**To be done**
In the records below, find the line containing "leash shown in this photo?", then extract that line and all subsequent lines exactly, leaving out everything else.

Records
□ □ □ □ □ □ □
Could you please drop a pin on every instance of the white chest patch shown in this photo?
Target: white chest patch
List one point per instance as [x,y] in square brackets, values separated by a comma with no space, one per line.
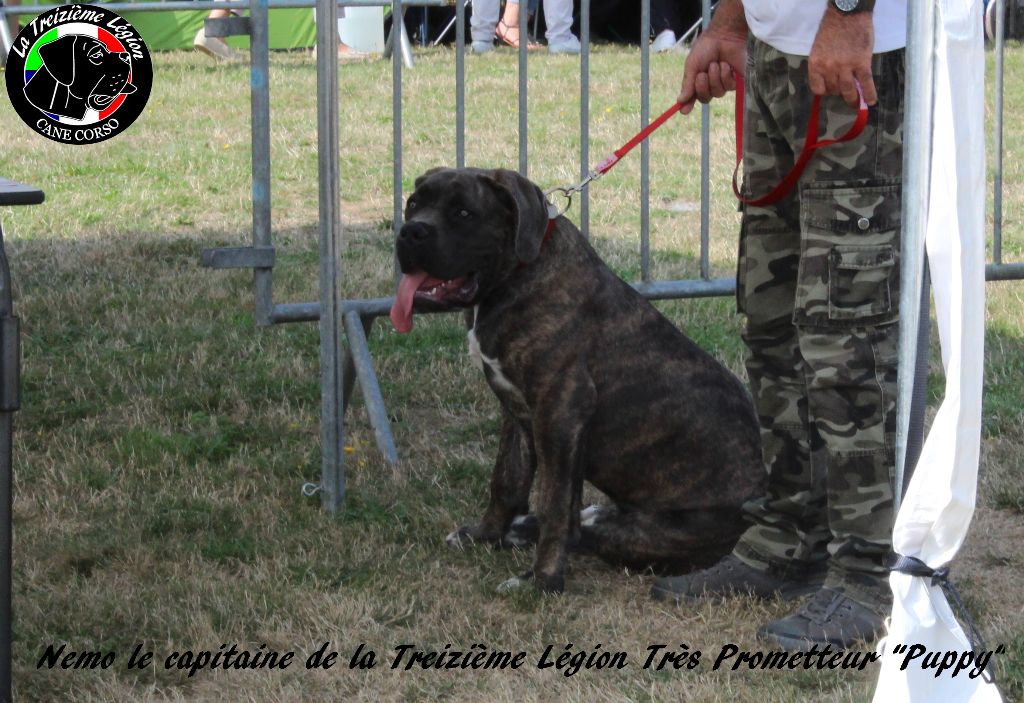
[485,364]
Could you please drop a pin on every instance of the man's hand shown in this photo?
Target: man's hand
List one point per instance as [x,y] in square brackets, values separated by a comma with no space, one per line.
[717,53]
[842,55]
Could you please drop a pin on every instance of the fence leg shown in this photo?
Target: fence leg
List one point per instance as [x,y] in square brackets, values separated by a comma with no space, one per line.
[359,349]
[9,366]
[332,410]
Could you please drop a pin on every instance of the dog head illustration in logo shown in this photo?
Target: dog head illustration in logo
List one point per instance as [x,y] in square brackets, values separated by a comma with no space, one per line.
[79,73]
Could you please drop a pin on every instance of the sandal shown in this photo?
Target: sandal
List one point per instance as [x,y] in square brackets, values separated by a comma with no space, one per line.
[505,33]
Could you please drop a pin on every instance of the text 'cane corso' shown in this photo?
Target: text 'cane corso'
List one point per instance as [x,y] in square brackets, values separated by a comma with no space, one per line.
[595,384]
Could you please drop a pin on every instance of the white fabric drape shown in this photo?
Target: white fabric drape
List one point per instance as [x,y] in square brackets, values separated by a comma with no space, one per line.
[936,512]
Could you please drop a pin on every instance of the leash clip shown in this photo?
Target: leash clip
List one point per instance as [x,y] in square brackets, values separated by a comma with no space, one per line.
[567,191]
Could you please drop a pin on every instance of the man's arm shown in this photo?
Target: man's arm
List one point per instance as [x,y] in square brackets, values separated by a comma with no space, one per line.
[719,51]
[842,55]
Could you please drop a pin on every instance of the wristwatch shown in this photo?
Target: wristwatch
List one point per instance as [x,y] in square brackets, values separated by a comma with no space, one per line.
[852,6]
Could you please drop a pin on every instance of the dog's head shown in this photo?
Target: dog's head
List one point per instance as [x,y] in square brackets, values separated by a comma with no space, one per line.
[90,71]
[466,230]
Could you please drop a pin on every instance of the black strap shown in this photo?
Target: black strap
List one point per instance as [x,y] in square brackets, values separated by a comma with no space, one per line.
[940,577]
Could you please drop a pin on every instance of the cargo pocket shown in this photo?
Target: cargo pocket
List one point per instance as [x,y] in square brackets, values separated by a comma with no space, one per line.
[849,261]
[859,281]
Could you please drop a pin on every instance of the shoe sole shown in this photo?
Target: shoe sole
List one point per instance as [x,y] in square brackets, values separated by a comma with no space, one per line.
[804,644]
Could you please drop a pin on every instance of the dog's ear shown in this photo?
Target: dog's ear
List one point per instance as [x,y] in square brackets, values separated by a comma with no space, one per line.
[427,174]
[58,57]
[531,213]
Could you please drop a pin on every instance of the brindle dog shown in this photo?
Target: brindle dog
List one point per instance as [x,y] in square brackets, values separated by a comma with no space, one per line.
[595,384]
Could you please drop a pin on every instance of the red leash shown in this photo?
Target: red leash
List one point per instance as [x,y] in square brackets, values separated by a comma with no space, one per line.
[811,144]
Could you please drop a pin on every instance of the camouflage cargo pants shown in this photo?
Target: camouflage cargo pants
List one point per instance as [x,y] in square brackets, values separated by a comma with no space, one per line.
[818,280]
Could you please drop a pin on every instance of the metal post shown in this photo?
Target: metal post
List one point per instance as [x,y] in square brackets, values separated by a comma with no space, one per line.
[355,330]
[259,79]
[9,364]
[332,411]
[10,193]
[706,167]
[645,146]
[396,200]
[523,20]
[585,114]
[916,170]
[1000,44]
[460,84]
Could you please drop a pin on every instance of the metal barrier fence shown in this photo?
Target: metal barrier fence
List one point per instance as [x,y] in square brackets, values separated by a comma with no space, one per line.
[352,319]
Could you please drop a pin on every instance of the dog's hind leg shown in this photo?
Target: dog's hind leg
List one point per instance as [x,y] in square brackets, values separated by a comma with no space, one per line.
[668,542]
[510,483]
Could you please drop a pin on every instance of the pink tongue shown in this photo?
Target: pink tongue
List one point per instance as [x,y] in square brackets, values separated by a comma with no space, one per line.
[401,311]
□ □ □ □ □ □ □
**Full answer**
Could you please drop a pin on every instance of the red leash shown in this photo?
Target: red leash
List one point per instance as [x,y] in square brackets, values separated by a comma with no space, one per line.
[811,144]
Could you please drop a pin on every instance of the camouflage cargo pants shown in this photo?
Target: camouflage cargo pants
List one point per instance as [x,y] in square brackets, values separated by a comma with no space, one per line.
[818,280]
Could you please drop a pin on every instance of the metal post shown in this photo?
Target: metal post
List one point per instance as [x,y] in square brackets, values separated by a comma with no space, one per line.
[355,330]
[259,79]
[9,364]
[332,411]
[10,193]
[706,167]
[645,146]
[396,200]
[523,20]
[585,114]
[916,170]
[1000,44]
[460,84]
Could you please drop a pin on every instance of the metal barrier fence shown in this photo?
Target: metal barrier fence
List one point per instance as [x,y] in square brackets, values separated by a comma with no space, one per line.
[352,319]
Could you please drop a pin on every instance of the dog's hind leg shown in this photo?
Target: dog's hind leg
List one point per instance as [x,y] in square brackets, values separated by a comma with no space, one per line.
[668,542]
[510,483]
Could you please drop a pin on every instance of the pink tongue shown in this photo?
Target: pink tongue
List one point per instance as [x,y] in square brackets, values separated by a comma with no space, one per line.
[401,311]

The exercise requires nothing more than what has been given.